(Source records)
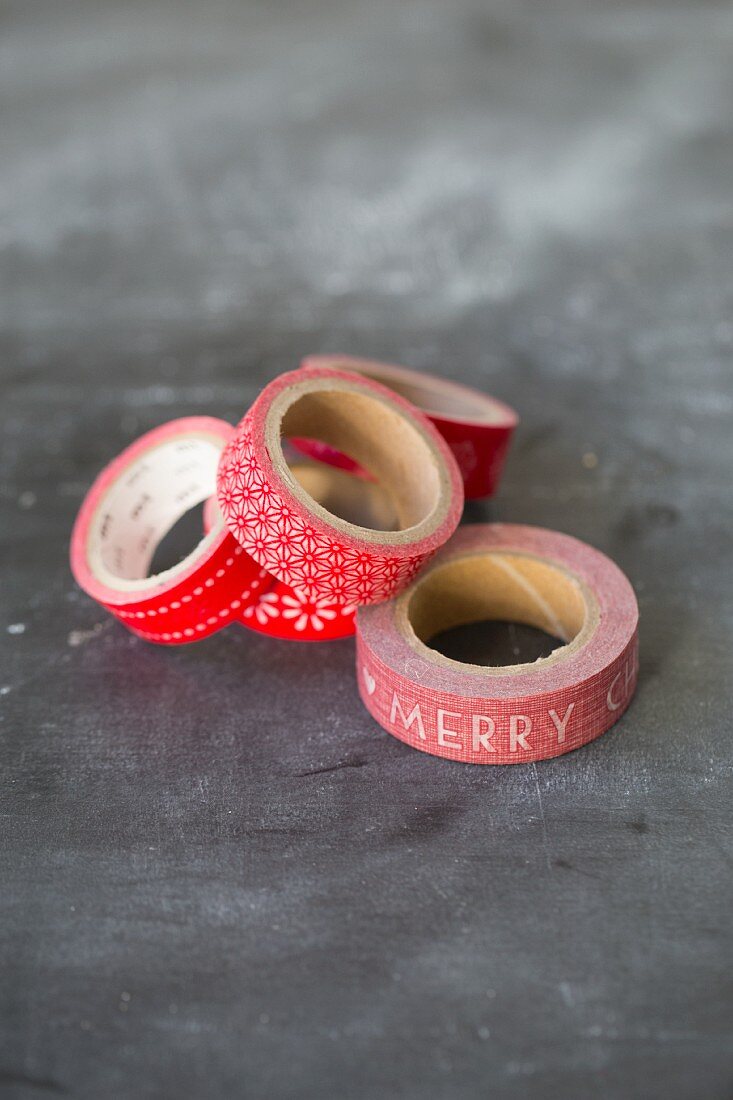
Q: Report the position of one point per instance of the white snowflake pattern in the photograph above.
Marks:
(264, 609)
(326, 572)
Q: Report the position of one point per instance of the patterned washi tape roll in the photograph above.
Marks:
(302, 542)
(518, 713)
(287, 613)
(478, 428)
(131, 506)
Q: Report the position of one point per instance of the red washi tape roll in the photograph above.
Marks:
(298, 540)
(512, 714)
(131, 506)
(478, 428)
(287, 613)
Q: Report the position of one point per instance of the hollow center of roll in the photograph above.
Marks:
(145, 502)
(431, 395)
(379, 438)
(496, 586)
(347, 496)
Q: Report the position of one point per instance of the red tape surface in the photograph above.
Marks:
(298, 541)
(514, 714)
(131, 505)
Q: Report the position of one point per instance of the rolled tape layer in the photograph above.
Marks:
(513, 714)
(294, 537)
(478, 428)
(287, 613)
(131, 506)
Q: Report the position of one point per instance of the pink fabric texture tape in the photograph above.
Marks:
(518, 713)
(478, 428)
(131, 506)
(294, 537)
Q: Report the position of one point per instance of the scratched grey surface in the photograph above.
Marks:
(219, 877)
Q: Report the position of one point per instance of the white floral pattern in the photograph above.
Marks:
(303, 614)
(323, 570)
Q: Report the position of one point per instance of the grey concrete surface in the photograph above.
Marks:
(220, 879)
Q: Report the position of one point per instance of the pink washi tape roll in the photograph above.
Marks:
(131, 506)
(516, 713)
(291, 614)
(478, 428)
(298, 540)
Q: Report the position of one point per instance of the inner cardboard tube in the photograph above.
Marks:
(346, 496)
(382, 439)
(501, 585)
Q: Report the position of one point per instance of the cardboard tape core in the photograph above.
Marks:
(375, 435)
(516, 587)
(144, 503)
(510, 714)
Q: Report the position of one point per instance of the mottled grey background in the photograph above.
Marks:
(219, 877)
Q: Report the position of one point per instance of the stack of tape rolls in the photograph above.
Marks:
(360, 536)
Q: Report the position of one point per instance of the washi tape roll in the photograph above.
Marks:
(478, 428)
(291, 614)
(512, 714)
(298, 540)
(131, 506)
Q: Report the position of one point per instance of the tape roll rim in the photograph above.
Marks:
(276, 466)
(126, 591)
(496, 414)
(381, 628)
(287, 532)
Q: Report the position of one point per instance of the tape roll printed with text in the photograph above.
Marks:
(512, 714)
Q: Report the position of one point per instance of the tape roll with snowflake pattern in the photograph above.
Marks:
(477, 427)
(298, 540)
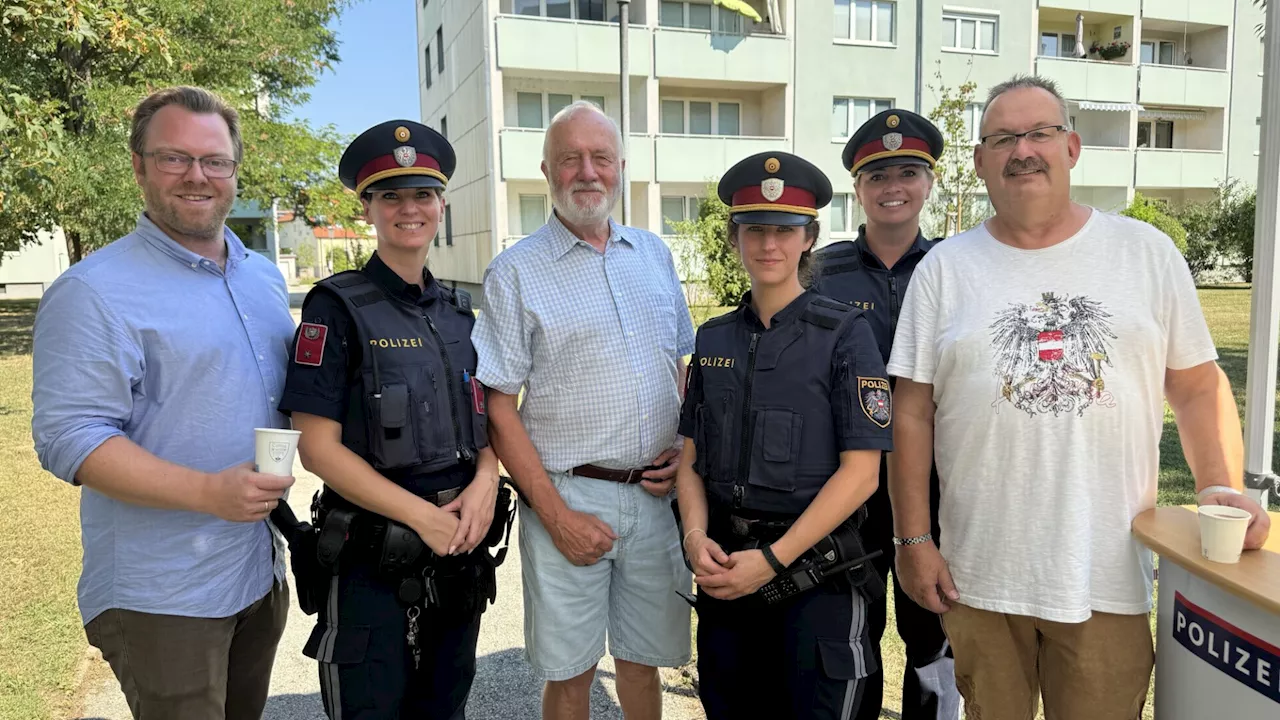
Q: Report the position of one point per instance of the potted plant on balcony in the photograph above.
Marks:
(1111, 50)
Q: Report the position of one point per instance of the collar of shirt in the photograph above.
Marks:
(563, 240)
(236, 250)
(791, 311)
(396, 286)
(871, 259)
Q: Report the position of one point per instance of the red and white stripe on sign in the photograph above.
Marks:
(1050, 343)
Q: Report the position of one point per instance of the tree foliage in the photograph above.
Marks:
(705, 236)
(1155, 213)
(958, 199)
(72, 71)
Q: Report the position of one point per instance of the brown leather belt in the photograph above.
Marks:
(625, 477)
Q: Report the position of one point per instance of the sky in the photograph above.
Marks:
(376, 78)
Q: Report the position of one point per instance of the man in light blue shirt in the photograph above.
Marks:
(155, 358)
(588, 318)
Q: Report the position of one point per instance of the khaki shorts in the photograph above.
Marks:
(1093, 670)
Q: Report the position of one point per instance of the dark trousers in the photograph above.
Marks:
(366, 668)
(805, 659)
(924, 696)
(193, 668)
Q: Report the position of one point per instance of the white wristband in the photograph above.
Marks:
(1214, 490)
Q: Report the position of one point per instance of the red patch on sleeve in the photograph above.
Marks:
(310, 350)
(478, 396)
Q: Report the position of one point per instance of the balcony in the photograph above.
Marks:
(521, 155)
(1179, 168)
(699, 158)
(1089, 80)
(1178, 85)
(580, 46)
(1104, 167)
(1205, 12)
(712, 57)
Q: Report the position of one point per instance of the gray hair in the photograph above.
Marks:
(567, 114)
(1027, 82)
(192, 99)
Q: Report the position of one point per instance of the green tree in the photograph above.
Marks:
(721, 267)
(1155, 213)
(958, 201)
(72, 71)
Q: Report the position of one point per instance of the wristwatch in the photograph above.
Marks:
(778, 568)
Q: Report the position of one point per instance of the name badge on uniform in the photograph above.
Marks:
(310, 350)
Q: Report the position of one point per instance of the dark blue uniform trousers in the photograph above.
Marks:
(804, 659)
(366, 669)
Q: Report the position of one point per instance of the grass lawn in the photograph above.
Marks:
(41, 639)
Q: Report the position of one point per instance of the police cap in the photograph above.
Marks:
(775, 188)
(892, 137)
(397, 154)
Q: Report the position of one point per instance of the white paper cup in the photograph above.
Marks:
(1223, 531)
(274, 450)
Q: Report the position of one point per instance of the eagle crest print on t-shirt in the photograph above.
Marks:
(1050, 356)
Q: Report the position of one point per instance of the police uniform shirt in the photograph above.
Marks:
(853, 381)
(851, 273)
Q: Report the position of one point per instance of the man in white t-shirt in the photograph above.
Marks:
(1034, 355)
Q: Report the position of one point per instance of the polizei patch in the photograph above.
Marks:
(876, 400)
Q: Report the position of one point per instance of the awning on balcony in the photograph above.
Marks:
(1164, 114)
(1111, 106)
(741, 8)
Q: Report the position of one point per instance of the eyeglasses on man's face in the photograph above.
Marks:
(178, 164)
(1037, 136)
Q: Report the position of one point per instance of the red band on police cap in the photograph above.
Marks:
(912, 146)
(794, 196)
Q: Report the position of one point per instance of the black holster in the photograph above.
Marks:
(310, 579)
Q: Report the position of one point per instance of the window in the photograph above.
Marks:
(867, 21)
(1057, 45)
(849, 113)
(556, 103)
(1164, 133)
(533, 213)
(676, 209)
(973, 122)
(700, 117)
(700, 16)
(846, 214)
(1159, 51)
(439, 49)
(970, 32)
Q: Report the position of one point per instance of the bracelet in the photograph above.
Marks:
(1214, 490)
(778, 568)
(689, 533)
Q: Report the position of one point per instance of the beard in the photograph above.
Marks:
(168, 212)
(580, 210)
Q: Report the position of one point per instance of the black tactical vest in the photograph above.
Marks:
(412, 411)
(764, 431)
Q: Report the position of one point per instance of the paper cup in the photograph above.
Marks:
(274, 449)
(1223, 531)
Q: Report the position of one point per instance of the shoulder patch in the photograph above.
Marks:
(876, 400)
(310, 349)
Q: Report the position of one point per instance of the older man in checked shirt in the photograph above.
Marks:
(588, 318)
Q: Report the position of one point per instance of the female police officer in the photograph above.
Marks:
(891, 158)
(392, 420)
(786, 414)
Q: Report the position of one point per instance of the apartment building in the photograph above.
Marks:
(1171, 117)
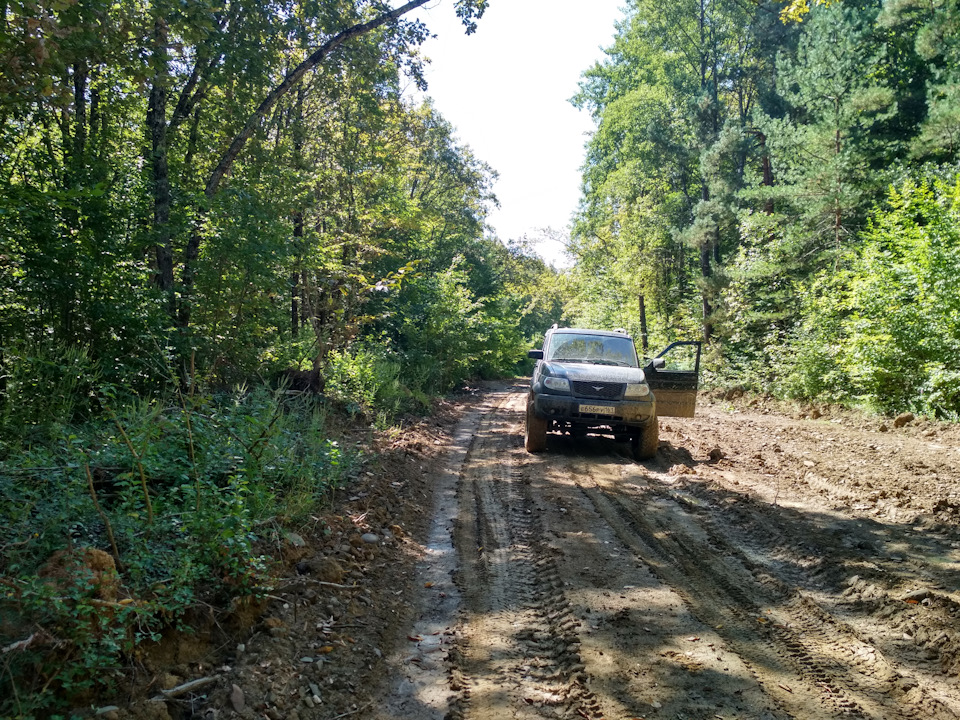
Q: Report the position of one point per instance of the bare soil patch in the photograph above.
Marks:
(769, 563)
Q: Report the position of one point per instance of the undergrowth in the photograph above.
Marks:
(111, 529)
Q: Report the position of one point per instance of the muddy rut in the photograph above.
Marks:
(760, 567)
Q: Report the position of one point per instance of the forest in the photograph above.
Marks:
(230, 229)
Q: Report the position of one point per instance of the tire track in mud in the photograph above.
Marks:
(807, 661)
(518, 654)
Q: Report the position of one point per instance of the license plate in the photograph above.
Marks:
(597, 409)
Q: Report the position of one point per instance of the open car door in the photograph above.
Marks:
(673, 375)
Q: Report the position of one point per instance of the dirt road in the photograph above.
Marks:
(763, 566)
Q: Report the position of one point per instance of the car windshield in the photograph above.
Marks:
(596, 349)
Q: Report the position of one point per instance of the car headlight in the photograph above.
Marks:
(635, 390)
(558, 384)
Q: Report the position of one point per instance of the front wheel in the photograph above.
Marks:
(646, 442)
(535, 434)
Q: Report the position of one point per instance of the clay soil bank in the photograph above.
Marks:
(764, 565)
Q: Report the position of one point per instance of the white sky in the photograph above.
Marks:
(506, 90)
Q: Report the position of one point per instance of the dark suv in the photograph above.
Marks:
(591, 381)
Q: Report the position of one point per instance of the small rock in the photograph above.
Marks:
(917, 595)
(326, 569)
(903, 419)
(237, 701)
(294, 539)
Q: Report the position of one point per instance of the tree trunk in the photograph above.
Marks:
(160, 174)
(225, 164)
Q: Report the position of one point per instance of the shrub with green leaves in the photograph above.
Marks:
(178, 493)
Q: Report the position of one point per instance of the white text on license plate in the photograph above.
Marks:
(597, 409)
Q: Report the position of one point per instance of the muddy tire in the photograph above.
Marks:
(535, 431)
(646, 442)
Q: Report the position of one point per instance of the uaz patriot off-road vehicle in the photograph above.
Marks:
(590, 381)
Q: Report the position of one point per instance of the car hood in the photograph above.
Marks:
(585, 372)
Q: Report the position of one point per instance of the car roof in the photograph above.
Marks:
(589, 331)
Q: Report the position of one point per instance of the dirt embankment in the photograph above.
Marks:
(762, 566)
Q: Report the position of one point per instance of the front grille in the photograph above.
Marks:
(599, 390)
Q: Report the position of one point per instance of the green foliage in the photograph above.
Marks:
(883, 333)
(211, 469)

◆ What to do ◆
Starting with the line that contains "on license plate in the photograph above.", print each line through the last one in the listing. Include both end lines and add nothing.

◆ The output ◆
Q: Report the position of one point per instance of the white text on license plate in the photograph above.
Marks:
(597, 409)
Q: Report the position of one point per instance of the muddy tire in the photograph above.
Marks:
(535, 431)
(646, 442)
Q: Report the position of one point per instance of the uaz patriot off-road vehicle in the photograph above.
Marks:
(590, 381)
Q: Report the position of one point per instance of the car hood in the photograph above.
Marks:
(585, 372)
Q: Report the position of one point per instance of the car roof in the photograph above.
Marks:
(589, 331)
Q: Report the position of one point per instance of the dirt embankment in the photograph above.
Marks:
(762, 566)
Q: Report the position of one point per instance of the front grille in the photograph above.
Marks:
(599, 390)
Q: Report the position of one point per instance of the green foliage in the photograph above.
Marks:
(883, 333)
(211, 469)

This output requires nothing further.